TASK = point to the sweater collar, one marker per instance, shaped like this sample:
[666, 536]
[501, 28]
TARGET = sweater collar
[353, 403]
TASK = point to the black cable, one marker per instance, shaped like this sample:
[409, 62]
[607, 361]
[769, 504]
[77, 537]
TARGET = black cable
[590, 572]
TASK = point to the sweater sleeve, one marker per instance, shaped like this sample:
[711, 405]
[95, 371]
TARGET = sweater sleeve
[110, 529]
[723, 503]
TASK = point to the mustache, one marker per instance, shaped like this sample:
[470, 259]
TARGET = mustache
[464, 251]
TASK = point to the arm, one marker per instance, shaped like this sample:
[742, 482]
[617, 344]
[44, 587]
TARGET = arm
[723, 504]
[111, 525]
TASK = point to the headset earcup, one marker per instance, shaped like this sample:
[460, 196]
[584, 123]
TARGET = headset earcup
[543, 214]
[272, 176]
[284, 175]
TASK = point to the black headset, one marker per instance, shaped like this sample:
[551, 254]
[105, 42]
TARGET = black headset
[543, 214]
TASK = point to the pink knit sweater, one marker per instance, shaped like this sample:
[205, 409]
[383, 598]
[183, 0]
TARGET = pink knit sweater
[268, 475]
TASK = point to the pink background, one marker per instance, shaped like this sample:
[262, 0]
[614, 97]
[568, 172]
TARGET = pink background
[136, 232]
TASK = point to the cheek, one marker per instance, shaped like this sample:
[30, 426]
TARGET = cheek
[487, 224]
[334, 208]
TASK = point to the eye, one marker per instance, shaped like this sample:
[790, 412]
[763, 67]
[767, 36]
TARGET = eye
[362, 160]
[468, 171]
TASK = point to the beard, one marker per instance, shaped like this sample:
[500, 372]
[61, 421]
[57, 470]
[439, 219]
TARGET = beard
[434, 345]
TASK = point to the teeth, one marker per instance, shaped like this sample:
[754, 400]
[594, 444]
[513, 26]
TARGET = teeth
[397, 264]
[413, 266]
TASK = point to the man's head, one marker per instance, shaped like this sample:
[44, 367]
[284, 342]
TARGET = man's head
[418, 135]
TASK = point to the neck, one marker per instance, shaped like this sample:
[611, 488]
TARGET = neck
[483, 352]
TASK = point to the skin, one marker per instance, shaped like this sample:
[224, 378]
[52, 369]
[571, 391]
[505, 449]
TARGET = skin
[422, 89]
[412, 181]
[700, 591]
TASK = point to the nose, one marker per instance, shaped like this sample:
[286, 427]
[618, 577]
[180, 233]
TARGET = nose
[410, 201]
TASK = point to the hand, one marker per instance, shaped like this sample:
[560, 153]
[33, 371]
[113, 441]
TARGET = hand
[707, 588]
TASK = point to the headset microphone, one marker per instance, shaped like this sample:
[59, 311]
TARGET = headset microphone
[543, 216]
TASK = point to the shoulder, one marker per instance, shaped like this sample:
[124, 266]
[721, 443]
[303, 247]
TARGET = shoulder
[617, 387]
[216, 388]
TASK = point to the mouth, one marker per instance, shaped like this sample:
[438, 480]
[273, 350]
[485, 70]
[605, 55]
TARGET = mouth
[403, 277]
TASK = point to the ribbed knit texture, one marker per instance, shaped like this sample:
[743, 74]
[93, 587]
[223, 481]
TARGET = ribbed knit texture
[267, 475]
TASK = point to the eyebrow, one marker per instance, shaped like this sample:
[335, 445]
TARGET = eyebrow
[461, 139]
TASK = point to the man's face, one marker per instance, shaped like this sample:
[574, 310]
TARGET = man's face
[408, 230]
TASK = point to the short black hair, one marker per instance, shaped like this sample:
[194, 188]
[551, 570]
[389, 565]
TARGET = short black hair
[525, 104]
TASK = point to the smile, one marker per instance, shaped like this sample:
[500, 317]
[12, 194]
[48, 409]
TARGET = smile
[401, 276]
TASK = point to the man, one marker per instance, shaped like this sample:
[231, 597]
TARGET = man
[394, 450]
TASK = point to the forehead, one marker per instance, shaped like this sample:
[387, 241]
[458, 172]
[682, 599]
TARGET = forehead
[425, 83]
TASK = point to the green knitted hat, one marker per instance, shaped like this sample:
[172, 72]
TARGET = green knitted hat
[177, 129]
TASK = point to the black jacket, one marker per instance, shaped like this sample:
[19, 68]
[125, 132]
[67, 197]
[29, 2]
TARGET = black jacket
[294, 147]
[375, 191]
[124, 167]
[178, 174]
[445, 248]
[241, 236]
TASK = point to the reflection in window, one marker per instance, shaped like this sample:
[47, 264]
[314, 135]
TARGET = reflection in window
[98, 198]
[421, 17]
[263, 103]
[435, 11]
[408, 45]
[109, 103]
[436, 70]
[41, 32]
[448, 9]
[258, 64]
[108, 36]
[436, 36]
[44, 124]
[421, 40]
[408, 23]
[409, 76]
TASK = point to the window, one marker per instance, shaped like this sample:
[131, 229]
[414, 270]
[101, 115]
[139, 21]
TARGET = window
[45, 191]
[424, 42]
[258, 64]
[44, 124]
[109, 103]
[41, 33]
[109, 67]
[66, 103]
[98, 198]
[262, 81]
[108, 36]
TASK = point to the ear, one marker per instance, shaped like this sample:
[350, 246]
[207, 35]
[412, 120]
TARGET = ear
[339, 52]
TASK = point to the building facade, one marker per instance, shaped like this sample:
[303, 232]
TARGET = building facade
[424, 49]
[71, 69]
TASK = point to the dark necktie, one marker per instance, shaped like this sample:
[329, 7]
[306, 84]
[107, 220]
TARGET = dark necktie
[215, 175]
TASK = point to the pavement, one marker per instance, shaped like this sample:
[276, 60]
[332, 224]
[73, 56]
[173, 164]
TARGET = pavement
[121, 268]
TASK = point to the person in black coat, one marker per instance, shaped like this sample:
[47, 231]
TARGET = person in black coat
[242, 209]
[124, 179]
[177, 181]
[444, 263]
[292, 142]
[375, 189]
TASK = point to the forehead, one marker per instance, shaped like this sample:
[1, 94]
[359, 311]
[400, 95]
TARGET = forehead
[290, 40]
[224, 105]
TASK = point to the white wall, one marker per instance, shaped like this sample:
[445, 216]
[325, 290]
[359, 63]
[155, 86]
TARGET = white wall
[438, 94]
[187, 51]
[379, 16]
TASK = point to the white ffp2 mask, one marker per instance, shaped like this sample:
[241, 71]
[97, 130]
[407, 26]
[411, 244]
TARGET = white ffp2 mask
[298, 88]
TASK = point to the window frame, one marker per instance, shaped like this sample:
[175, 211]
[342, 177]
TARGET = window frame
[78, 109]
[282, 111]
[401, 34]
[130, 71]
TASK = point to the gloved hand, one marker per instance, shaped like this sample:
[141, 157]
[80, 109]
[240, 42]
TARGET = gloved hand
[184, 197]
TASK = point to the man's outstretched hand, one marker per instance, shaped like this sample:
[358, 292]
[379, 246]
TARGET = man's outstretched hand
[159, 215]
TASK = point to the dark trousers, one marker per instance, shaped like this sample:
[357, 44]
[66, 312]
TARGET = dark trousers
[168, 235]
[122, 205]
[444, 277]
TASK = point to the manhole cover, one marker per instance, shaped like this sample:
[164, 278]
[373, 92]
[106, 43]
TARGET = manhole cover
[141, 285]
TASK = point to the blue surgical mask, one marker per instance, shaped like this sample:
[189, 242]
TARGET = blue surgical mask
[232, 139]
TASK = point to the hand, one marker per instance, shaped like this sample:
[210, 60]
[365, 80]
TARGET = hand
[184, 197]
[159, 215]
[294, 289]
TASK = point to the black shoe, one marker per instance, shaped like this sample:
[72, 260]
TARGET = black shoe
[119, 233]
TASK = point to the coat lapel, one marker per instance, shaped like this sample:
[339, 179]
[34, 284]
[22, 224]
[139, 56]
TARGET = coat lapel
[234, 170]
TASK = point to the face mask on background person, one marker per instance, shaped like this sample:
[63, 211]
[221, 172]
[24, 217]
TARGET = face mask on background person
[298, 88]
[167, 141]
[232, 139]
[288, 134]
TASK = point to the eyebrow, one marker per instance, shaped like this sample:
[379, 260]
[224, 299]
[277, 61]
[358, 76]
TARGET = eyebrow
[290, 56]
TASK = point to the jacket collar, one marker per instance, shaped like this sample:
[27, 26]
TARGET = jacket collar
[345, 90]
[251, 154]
————
• [PROBLEM DETAILS]
The required output is the span of lines from the one containing "TASK = point to the gloved" to the last line, reproduced character for character.

• [SOLUTION FOR THIS TASK]
TASK = point to the gloved hand, one marker per instance, shaped like this sample:
[141, 157]
[80, 109]
[240, 42]
TARGET = gloved hand
[184, 197]
TASK = point to the man's outstretched hand, one marker per instance, shaped like this sample:
[358, 292]
[379, 246]
TARGET = man's outstretched hand
[159, 215]
TASK = point to the dark trousers, one marker per instance, shaped like this sample:
[357, 44]
[66, 312]
TARGET = dark trousers
[168, 235]
[122, 205]
[444, 277]
TASK = point to the manhole cover, one marker per instance, shaped like this sample:
[164, 278]
[373, 92]
[106, 43]
TARGET = manhole cover
[141, 285]
TASK = point to the blue surgical mask, one marker per instance, shaped like this sample:
[189, 242]
TARGET = blue surgical mask
[232, 139]
TASK = point to the hand, one marker per instance, shaped like this sample:
[210, 60]
[365, 80]
TARGET = hand
[184, 197]
[159, 215]
[294, 289]
TASK = point to the black shoe, one marker per instance, shaped like this sample:
[72, 260]
TARGET = black shoe
[119, 233]
TASK = point to the coat lapel, one marker per instance, shaped like this sample:
[339, 179]
[34, 284]
[22, 224]
[139, 56]
TARGET = coat lapel
[234, 170]
TASK = point to the face mask on background person, one marker per instance, shaped like this sample:
[63, 211]
[221, 172]
[24, 217]
TARGET = face mask on background person
[298, 88]
[167, 141]
[232, 139]
[288, 134]
TASK = point to the eyebrow, one marker per instance, shaped like this sample:
[379, 260]
[224, 299]
[277, 61]
[358, 76]
TARGET = eyebrow
[290, 56]
TASK = point to the jacket collar, one marker per instance, shaped like this sample:
[27, 26]
TARGET = jacket collar
[345, 90]
[251, 154]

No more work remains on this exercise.